=== Begin Enclosure ===
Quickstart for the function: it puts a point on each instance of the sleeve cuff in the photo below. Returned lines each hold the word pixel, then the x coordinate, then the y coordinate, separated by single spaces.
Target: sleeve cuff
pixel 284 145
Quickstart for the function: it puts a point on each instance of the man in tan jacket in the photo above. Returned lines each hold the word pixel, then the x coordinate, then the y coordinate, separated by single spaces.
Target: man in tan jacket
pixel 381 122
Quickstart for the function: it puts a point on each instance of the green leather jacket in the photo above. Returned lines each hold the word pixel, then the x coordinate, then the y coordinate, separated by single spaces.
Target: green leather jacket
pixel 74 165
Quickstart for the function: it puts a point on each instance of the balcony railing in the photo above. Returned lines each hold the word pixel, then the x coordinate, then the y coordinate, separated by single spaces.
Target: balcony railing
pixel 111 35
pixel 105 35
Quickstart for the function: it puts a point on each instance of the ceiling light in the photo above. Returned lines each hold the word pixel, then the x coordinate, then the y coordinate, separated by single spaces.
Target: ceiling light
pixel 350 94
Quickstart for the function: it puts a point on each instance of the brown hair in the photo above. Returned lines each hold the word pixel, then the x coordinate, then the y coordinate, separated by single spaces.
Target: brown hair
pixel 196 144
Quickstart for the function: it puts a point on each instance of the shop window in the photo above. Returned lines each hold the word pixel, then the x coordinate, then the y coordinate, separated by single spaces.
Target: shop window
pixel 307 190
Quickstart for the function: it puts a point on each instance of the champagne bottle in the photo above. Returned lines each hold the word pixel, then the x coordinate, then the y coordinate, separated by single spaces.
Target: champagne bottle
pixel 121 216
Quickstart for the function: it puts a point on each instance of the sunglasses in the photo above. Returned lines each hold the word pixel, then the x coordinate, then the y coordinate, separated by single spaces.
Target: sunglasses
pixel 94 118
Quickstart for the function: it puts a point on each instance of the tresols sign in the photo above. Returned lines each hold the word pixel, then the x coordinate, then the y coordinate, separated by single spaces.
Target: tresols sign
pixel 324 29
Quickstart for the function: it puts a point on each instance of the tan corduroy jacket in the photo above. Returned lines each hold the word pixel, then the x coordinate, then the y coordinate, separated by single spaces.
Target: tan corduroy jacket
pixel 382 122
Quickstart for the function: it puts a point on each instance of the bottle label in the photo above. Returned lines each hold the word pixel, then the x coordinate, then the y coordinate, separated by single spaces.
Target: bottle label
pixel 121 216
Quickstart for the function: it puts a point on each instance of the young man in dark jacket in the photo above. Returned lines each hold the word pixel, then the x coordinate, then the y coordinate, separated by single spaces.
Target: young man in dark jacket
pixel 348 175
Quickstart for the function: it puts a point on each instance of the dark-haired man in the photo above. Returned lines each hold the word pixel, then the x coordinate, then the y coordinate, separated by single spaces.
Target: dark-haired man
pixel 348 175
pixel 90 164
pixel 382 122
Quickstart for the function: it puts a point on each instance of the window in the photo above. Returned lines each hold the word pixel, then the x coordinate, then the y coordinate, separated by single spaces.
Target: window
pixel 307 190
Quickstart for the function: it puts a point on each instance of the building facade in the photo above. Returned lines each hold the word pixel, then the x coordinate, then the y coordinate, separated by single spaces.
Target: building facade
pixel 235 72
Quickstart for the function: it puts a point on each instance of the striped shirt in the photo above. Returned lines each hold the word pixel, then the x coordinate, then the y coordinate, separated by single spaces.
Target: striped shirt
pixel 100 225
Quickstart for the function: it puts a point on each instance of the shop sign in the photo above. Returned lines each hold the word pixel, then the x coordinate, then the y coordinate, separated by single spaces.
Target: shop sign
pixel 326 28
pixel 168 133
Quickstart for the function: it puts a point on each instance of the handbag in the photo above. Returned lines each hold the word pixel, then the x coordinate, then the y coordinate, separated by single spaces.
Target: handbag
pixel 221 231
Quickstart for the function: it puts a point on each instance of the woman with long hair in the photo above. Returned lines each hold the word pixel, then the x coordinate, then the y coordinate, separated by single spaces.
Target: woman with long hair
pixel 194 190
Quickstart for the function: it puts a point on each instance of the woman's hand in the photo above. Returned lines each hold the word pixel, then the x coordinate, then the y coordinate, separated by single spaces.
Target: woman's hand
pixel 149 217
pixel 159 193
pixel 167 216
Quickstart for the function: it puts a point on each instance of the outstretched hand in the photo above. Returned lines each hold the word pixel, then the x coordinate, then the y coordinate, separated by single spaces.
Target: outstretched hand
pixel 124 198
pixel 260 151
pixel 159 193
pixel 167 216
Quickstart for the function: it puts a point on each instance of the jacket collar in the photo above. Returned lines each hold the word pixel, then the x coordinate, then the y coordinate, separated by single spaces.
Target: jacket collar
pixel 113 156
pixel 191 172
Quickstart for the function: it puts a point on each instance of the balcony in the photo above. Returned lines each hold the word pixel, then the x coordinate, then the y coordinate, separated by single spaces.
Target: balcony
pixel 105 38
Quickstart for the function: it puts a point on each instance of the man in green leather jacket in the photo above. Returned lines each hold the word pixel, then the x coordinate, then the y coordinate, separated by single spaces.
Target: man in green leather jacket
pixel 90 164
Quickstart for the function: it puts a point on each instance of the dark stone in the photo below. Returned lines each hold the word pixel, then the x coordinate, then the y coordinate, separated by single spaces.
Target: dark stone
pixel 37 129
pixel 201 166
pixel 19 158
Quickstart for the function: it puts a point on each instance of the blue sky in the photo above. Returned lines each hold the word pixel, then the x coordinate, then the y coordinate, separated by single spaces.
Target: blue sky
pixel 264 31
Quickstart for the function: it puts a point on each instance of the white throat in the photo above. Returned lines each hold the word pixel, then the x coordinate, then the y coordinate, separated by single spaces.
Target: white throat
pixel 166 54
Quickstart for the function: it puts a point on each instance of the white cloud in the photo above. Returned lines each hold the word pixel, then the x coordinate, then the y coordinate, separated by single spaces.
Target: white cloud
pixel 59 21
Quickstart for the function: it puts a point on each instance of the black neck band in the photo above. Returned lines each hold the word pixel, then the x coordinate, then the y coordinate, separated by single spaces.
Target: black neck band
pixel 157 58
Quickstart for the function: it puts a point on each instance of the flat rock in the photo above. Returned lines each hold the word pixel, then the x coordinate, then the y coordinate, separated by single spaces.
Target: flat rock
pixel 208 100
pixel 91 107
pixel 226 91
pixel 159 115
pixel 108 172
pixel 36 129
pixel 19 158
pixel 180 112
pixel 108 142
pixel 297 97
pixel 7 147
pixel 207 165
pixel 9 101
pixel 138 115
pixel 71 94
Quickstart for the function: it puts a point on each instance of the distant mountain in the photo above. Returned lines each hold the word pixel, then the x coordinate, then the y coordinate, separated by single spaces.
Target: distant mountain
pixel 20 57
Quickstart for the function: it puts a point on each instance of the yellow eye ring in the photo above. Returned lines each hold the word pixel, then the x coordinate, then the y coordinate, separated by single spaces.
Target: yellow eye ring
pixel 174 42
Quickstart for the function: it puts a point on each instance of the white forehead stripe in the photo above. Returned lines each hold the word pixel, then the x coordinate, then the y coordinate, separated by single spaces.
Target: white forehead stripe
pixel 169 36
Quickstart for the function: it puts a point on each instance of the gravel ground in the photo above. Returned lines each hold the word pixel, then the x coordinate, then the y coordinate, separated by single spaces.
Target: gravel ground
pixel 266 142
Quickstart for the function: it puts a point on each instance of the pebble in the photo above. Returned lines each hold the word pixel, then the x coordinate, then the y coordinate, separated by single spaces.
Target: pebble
=== End Enclosure ===
● **What to do**:
Output the material in full, matching it word for word.

● **Problem solution**:
Quickstart for the function: it puts a point on each instance of the sleeve cuff in the photo below. Returned lines each hold the word pixel, then the x coordinate, then the y coordinate, separated by single spaces.
Target: sleeve cuff
pixel 284 145
Quickstart for the function: it puts a point on each instance of the man in tan jacket in the photo above. Returned lines each hold the word pixel, then the x coordinate, then the y coordinate, separated by single spaces.
Target: man in tan jacket
pixel 381 122
Quickstart for the function: it puts a point on each instance of the green leather jacket in the photo above. Returned lines each hold the word pixel, then the x coordinate, then the y coordinate, separated by single spaces.
Target: green leather jacket
pixel 74 165
Quickstart for the function: it puts a point on each instance of the balcony railing in the photo above. Returned lines each hold the word pixel, then the x coordinate, then the y coordinate, separated by single spaces.
Target: balcony railing
pixel 111 35
pixel 105 35
Quickstart for the function: it puts a point on each instance of the ceiling light in the photo above. Returned lines each hold the word pixel, then the x coordinate, then the y coordinate, separated by single spaces.
Target: ceiling light
pixel 350 94
Quickstart for the function: it puts a point on each instance of the brown hair in the photo above. Returned lines each hold the word pixel, then the x coordinate, then the y coordinate, separated by single spaces.
Target: brown hair
pixel 196 144
Quickstart for the function: it puts a point on each instance of the shop window in the photo above. Returned lines each hold the word pixel, then the x coordinate, then the y coordinate, separated by single spaces.
Target: shop window
pixel 307 190
Quickstart for the function: it puts a point on each instance of the champagne bottle in the photo above. Returned lines each hold the word pixel, then the x coordinate, then the y coordinate, separated by single spaces.
Target: champagne bottle
pixel 121 216
Quickstart for the function: it puts a point on each instance of the sunglasses in the photo above. Returned lines each hold the word pixel, then the x coordinate, then the y coordinate, separated by single spaces.
Target: sunglasses
pixel 94 118
Quickstart for the function: it puts a point on each instance of the tresols sign in the photo above. Returned lines each hold the word pixel, then the x coordinate, then the y coordinate, separated by single spaces.
Target: tresols sign
pixel 324 29
Quickstart for the function: it puts a point on each instance of the tan corduroy jacket in the photo above. Returned lines each hold the word pixel, then the x coordinate, then the y coordinate, separated by single spaces.
Target: tan corduroy jacket
pixel 382 122
Quickstart for the function: it puts a point on each instance of the bottle label in the photo above. Returned lines each hold the word pixel, then the x coordinate, then the y coordinate, separated by single spaces.
Target: bottle label
pixel 121 216
Quickstart for the function: it puts a point on each instance of the young man in dark jacket in the photo above. Returned lines each hold the word pixel, then the x coordinate, then the y coordinate, separated by single spaces.
Target: young man in dark jacket
pixel 348 175
Quickstart for the function: it puts a point on each instance of the dark-haired man in the photo above. Returned lines each hold the word pixel, then the x coordinate, then the y coordinate, separated by single spaces.
Target: dark-haired man
pixel 348 175
pixel 90 164
pixel 382 122
Quickstart for the function: it puts a point on each instance of the window in the photo above. Returned lines each hold the word pixel, then the x coordinate, then the y coordinate, separated by single spaces.
Target: window
pixel 307 190
Quickstart for the function: it puts a point on each instance of the building facade in the photo above. Returned lines each hold the word pixel, then the x coordinate, then the y coordinate, separated by single spaces.
Target: building facade
pixel 235 72
Quickstart for the function: it puts a point on each instance of the striped shirt in the photo above. Returned lines each hold the word pixel, then the x coordinate, then the y coordinate, separated by single spaces.
Target: striped shirt
pixel 100 225
Quickstart for the function: it puts a point on each instance of the shop sign in the photo above. Returned lines each hold the word pixel, then the x coordinate, then the y coordinate, separated by single spaces.
Target: shop sign
pixel 326 28
pixel 168 133
Quickstart for the function: it puts a point on each instance of the handbag in the photo above. Returned lines each hold the word pixel, then the x coordinate, then the y coordinate, separated by single spaces.
Target: handbag
pixel 221 231
Quickstart for the function: it puts a point on each instance of the woman with long hair in the photo above. Returned lines each hold the word pixel, then the x coordinate, then the y coordinate, separated by single spaces.
Target: woman with long hair
pixel 194 190
Quickstart for the function: it puts a point on each instance of the woman's hand in the photo above. Returned lines each hold the word pixel, then the x coordinate, then the y coordinate, separated by single spaces.
Target: woman's hand
pixel 149 217
pixel 159 193
pixel 167 216
Quickstart for the function: it puts a point on each instance of the outstretched hand in the photo above. Returned lines each hold the word pixel, then the x coordinate, then the y coordinate, separated by single spaces.
Target: outstretched hand
pixel 124 198
pixel 260 151
pixel 159 193
pixel 167 216
Quickstart for the function: it puts a point on each instance of the jacket collar in the photo above. Returned lines each hold the word pixel, then the x coordinate, then the y coordinate, separated by single spaces.
Target: jacket collar
pixel 113 156
pixel 191 172
Quickstart for the function: it puts a point on each instance of the balcony in the photo above. Returned lines each hold the word pixel, then the x coordinate, then the y coordinate, separated by single spaces.
Target: balcony
pixel 105 38
Quickstart for the function: it puts a point on each instance of the man in green leather jacket in the photo above. Returned lines each hold the word pixel, then the x coordinate, then the y coordinate, separated by single spaces.
Target: man in green leather jacket
pixel 90 164
Quickstart for the function: it puts a point on each instance of the dark stone in the photo below. Returned lines each hold the word pixel, then the x coordinate, then the y coordinate, separated by single spaces.
Target: dark stone
pixel 37 129
pixel 201 166
pixel 19 158
Quickstart for the function: it puts a point on each instance of the blue sky in the photo above. Returned lines each hold the word pixel, then the x coordinate, then the y coordinate, separated by single spaces.
Target: blue sky
pixel 264 31
Quickstart for the function: it puts a point on each instance of the white throat in the photo above. Returned lines each hold the word pixel, then the x coordinate, then the y coordinate, separated by single spaces.
Target: white throat
pixel 166 54
Quickstart for the function: it puts a point on each instance of the white cloud in the photo above. Returned lines each hold the word pixel, then the x coordinate, then the y coordinate, separated by single spaces.
Target: white cloud
pixel 59 21
Quickstart for the function: it puts a point on each instance of the black neck band in the photo above. Returned lines each hold the word pixel, then the x coordinate, then the y coordinate, separated by single spaces.
Target: black neck band
pixel 157 58
Quickstart for the function: it puts a point on each instance of the flat rock in the photo above. Returned lines each hold the word pixel, then the x coordinate, then the y coordinate, separated by single spaces.
Target: flat rock
pixel 208 100
pixel 91 107
pixel 226 91
pixel 159 115
pixel 108 172
pixel 36 129
pixel 19 158
pixel 180 112
pixel 108 142
pixel 297 97
pixel 7 147
pixel 207 165
pixel 9 101
pixel 138 115
pixel 71 94
Quickstart for the function: it puts a point on each instance of the distant mountain in the photo above. Returned lines each hold the word pixel, then the x coordinate, then the y coordinate, separated by single spaces.
Target: distant mountain
pixel 20 57
Quickstart for the function: it puts a point on each instance of the yellow eye ring in the photo above. Returned lines each hold the word pixel, then the x coordinate, then the y coordinate, separated by single spaces.
Target: yellow eye ring
pixel 174 42
Quickstart for the function: it puts a point on each instance of the white forehead stripe in the photo above. Returned lines each hold the word pixel, then the x coordinate, then the y coordinate, separated by single spaces.
Target: white forehead stripe
pixel 169 36
Quickstart for the function: it puts a point on each instance of the gravel ground in the photo above. Returned lines each hold the word pixel, then the x coordinate, then the y coordinate, separated by single spaces.
Target: gravel ground
pixel 266 142
Quickstart for the function: it puts a point on each instance of the pebble in the photo above. Returned lines each hold the word pixel, then the x coordinate, then the y coordinate, separated by single spaces.
Target: pebble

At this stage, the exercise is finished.